Problem to solve:
The records that follow must be repeated exactly, minus the images.

Given entries:
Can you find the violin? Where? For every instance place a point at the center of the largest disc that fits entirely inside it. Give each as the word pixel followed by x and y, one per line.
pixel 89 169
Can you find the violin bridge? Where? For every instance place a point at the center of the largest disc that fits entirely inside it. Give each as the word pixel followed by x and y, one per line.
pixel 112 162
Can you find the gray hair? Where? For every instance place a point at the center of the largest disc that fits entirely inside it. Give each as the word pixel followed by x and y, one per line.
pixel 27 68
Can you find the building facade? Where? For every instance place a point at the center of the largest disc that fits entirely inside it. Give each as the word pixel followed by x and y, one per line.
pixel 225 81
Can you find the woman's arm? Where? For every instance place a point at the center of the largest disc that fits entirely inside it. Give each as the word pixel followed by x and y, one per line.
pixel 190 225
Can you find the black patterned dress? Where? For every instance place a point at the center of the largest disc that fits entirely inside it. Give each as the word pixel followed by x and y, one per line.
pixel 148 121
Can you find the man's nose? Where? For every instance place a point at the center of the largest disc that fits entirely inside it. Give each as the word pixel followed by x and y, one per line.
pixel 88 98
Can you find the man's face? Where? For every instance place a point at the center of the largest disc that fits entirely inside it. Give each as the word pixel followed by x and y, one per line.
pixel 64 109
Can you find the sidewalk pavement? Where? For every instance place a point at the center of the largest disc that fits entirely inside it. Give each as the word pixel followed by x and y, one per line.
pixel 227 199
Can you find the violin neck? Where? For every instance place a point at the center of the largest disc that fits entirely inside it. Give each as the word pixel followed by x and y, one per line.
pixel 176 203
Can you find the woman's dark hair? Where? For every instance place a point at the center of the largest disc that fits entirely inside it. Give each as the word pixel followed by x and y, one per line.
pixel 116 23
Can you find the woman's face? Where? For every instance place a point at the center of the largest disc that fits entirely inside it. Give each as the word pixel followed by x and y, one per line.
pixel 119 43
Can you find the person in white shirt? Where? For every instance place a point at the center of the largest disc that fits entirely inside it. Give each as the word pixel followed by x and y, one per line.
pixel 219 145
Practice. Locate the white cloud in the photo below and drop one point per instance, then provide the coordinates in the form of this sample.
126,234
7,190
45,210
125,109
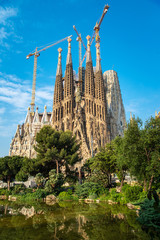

Task result:
Can you find the violin? Where? For every instance place a point at the center of the largest disc that fits entirely inside it. Give each as the word pixel followed by x and y, one per line.
pixel 89 169
Can you find the violin bridge? Where? For every instance place a point at the center of the largest disc that fits entirely inside it. Give each as the word pixel followed by x and y, one per line.
pixel 112 162
Can you find the gray hair? Where? For every instance place a point at the center of the largest disc that fits entirely inside it. Give each as the word pixel followed by x and y, one per line.
pixel 27 68
Can you find the building facade? Where? For every instance place a point at the center of the largest disc that fits entirely inside it. Give each as the word pixel followed by x and y, one per line.
pixel 225 81
Can you find the woman's arm? Where? For every instance place a point at the center of the largest disc that fits entirely inside it. Give each as the word pixel followed by x and y, one per line.
pixel 190 225
Can you find the black patterned dress? Where? For every instance place a point at the center of the largest disc that fits entirely inside it. Give each as the word pixel followed by x and y, one per line.
pixel 148 121
Can you find the man's nose? Where? For every instance place a point at the center of the largest disc that fits entirely inside it. Give each as the word pixel followed by x and y, one per line.
pixel 88 98
Can you find the man's face? Where? For every instance place a point at the center of the largest disc that fits entirely inside it. Give each as the word pixel followed by x and y, one per line.
pixel 64 109
Can you find the sidewalk pavement? Where? For every instance place a point at the center of the largest disc that fits entirely inside it. Give each as the word pixel followed by x and y, one per line.
pixel 227 199
Can you find the violin neck? Where? For every instance place a point at the center of the largest disc that fits entirely inside it. Give each as the word pixel followed by x and y, one per line.
pixel 176 203
Can you find the woman's dark hair? Where? For every instance place a point at the center of the largest disc that fits entirely inside it. Give each as the word pixel followed by x and y, one per line.
pixel 116 23
Can you find the woman's face? Where? For every instance place a point at the center of the largest disc that fits entirely inside it. Give each as the word pixel followed by x and y, one per line.
pixel 119 43
Can you find the person in white shirt? Where? For every instance place a point at the center of the largest disc that fits entirely inside it. Give each as the word pixel followed by x and y, one per line.
pixel 219 145
Practice. Locate the white cloud in the photo below and drop one point per instance, then provide the coordinates in the form of this sample.
126,234
7,190
45,210
125,109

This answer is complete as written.